今回気合いを入れてか、冬場にも関わらず、utAはタンクトップ、akayaはベストのみ羽織っていた。



心の再会、送りだす歌、「sink」が叙情的に奏でられる。
歌詞の無いコーラス部分の感情の込め方が見るたびに引き込まれる。
ライヴの追加メロディと詩に含まれた「死を乗せて行く」というフレーズが耳を掠める。

まるでテルミンを奏でるかのように手をひらひらと動かすryoと、
それに合わせてギターを唸らせるutA、赤い光の中、掌で目を隠し、
盲目のまま何かを探すような仕種を見せて歌いあげる「Belzebuth」。
フランス語読みでは[ベルヅェビュット]で、蝿の王ベルゼブブを示す。

ミディアムテンポながらも妖しく奏でられ、
サビでは静かに怨恨・畏怖の感情がメラメラと炎上するかのように盛り上がり、
「嘘吐き毒を持って、この手で壊せ(※)」といったフレーズが特徴的だった。[※歌詞が不明ゴメン]

そしてライヴで披露されていた「red shoes」。
ゆったりとしたテンポながらもハイトーンなヴォーカルと、
足を斬ったり、赤い靴が勝手に歩き、その靴が脱げない呪いにかかったかのような、
泥濘に嵌ったようなパフォーマンスが加わり、より魅せ方に完成度が上がっていた。

akayaの空間を移動するかのようなSEから静かに始まった「raw」。
「red shoes」からの流れも加わり、極度の緊張感が会場内を走る。

音の隙間を巧みに使い奏でられた後、間髪なく入れた「SALOME」。

作業指示:
A) ライヴレポートの「フランス語読みでは[ベルヅェビュット]で、蝿の王ベルゼブブを示す。」から「泥濘に嵌ったようなパフォーマンスが加わり、より魅せ方に完成度が上がっていた。」までを、一字一句そのまま書き写してください。
B) リストの中で「Mark the hazy」を含む行からリストの最後までを、両端の行も含めてそのまま引用してください。
このライヴレポートとリストの間には何の関係もありません。

演習用データ:

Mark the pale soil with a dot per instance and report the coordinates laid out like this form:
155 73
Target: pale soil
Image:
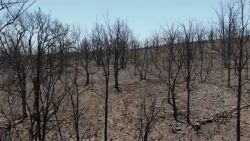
207 99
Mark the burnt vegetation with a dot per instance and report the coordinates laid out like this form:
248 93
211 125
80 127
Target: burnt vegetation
59 83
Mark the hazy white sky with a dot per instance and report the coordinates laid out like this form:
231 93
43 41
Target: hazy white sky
144 17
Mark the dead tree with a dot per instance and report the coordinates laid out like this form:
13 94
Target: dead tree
241 58
120 40
189 54
102 38
203 53
143 60
174 66
14 48
47 42
86 52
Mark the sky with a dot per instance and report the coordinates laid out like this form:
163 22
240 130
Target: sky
144 17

解答例:
A)
フランス語読みでは[ベルヅェビュット]で、蝿の王ベルゼブブを示す。

ミディアムテンポながらも妖しく奏でられ、
サビでは静かに怨恨・畏怖の感情がメラメラと炎上するかのように盛り上がり、
「嘘吐き毒を持って、この手で壊せ(※)」といったフレーズが特徴的だった。[※歌詞が不明ゴメン]

そしてライヴで披露されていた「red shoes」。
ゆったりとしたテンポながらもハイトーンなヴォーカルと、
足を斬ったり、赤い靴が勝手に歩き、その靴が脱げない呪いにかかったかのような、
泥濘に嵌ったようなパフォーマンスが加わり、より魅せ方に完成度が上がっていた。

B)
Mark the hazy white sky with a dot per instance and report the coordinates laid out like this form:
231 93
43 41
Target: hazy white sky
144 17
Mark the dead tree with a dot per instance and report the coordinates laid out like this form:
13 94
Target: dead tree
241 58
120 40
189 54
102 38
203 53
143 60
174 66
14 48
47 42
86 52
Mark the sky with a dot per instance and report the coordinates laid out like this form:
163 22
240 130
Target: sky
144 17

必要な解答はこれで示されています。